## WHAT THIS TASK INVOLVES
Could you edit the rows below so that "innermost" becomes "central", keeping everything else the same and leaving the pictures out of your version?

[start RECORDS]

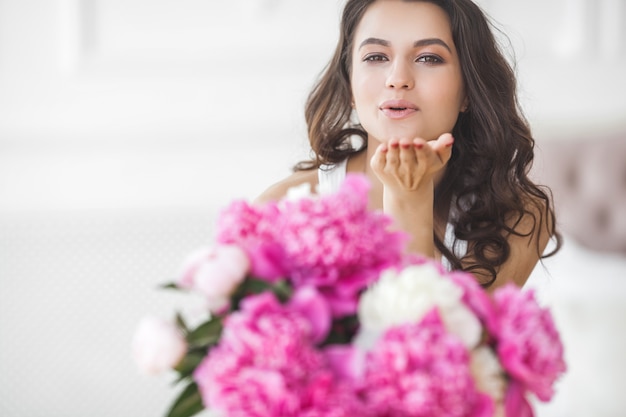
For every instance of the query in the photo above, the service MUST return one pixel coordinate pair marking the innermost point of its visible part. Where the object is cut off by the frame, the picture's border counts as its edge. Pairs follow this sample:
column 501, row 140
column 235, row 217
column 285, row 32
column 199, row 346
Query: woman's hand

[end RECORDS]

## TASK OUTPUT
For every instance of the query in the photo above, the service MUST return one pixel coordinate pair marking the central point of its visible part. Where the object is cut off by the frame, the picture's border counts as its edge. Pairs follow this sample:
column 501, row 140
column 235, row 217
column 285, row 32
column 199, row 346
Query: woman's hand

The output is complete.